-- begin Exercise materials --
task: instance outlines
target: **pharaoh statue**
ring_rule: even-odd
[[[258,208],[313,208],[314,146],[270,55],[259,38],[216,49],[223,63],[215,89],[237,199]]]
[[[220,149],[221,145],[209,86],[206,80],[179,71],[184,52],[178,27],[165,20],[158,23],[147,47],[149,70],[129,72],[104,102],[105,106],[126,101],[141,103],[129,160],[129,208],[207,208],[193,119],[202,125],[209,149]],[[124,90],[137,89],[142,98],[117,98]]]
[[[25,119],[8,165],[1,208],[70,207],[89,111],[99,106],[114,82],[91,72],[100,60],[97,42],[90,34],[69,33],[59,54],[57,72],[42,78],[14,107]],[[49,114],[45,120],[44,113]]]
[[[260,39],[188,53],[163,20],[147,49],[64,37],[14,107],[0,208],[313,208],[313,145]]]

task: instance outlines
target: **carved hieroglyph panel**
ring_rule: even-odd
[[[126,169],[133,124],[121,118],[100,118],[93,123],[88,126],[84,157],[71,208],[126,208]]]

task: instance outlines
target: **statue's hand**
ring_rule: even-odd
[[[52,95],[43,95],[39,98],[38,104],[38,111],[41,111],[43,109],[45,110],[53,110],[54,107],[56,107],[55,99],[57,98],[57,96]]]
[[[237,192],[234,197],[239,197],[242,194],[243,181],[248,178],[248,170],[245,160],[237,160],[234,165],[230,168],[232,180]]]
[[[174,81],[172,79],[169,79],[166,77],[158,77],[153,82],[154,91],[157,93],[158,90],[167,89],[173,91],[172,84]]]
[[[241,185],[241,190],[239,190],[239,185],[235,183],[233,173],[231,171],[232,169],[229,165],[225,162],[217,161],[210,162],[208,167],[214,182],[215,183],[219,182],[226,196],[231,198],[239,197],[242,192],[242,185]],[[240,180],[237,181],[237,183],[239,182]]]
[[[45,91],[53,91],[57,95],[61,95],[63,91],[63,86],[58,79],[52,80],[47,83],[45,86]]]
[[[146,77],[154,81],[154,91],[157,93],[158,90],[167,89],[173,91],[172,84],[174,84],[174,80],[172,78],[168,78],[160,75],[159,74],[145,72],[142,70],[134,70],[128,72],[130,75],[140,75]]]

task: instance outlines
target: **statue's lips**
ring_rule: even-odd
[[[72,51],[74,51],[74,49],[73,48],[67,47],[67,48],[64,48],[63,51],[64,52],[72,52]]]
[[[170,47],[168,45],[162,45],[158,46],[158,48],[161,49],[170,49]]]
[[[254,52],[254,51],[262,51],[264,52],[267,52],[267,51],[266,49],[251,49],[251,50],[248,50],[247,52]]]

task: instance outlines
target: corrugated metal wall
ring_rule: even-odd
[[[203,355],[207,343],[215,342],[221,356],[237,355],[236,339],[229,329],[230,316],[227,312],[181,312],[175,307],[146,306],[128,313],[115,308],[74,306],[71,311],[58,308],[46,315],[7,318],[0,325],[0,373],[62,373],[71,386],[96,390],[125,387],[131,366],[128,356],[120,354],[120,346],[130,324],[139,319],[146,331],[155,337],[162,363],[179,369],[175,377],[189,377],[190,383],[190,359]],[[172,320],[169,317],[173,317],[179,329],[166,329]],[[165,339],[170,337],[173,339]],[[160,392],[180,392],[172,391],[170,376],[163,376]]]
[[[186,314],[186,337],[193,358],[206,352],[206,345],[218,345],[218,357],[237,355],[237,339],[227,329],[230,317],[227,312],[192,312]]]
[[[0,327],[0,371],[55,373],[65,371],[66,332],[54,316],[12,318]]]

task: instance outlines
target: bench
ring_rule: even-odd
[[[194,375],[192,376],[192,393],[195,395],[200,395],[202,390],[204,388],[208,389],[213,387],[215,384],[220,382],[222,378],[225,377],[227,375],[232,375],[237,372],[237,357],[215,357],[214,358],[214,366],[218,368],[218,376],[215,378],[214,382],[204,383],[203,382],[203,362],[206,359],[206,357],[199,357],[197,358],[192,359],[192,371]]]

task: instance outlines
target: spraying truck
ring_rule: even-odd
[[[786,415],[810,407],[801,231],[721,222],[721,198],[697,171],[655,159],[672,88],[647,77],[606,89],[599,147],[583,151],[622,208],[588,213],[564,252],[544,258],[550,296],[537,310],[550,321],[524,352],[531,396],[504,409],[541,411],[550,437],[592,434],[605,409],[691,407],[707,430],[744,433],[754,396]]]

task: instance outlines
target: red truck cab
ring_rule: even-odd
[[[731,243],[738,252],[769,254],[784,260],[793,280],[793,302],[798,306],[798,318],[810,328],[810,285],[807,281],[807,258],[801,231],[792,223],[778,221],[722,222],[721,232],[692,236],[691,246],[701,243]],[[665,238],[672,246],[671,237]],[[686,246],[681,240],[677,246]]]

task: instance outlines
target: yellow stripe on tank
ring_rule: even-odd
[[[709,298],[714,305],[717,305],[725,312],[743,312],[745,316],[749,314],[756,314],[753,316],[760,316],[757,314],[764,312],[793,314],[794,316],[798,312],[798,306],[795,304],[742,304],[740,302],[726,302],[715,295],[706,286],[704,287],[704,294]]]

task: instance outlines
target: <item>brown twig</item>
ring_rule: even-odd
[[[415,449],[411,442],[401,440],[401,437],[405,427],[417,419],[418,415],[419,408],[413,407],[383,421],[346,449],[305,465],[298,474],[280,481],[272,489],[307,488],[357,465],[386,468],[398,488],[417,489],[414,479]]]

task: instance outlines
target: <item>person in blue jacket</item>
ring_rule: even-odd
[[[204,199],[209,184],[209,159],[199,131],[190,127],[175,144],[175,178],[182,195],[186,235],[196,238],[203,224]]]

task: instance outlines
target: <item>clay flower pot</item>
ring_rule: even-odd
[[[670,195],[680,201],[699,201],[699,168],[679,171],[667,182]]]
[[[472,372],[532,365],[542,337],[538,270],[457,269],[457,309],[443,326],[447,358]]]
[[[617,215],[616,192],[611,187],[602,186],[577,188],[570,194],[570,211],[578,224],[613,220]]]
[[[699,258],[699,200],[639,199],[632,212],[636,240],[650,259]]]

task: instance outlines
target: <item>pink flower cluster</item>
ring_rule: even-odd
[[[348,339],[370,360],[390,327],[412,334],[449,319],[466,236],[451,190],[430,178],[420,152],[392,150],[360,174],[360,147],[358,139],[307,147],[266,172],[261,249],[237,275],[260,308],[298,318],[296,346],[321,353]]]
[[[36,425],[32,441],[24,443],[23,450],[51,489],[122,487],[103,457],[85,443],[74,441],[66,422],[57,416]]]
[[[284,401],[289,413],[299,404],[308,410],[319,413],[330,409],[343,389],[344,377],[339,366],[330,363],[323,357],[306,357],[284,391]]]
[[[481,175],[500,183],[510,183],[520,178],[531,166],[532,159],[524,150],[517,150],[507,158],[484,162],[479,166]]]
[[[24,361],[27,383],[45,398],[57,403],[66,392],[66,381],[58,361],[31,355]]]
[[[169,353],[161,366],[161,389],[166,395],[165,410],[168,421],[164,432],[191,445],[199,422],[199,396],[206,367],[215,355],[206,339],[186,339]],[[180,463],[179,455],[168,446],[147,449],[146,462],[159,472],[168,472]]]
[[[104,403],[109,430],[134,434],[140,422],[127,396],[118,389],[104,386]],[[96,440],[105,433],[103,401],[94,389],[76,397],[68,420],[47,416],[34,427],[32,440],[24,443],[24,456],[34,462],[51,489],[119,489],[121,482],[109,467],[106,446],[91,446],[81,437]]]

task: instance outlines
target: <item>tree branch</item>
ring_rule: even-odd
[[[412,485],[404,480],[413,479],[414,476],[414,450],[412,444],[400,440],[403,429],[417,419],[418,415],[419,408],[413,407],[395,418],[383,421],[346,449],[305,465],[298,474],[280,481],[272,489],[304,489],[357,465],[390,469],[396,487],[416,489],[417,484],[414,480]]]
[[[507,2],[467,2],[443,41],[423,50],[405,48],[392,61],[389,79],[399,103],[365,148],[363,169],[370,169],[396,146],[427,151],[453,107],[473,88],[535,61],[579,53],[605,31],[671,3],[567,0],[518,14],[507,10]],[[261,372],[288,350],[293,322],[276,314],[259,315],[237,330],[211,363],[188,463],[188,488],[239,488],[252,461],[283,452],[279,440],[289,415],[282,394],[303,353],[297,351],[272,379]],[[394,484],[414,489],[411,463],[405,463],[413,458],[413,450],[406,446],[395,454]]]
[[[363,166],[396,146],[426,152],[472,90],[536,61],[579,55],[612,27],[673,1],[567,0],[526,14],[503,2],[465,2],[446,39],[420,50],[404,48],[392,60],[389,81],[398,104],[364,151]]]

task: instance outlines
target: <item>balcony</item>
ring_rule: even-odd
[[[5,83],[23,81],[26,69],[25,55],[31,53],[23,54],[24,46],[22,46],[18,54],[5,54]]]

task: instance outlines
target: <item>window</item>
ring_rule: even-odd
-- end Exercise materials --
Pick out every line of the rows above that contains the string "statue", matching case exactly.

* _Result_:
target: **pharaoh statue**
target: **statue's hand**
target: **statue's lips**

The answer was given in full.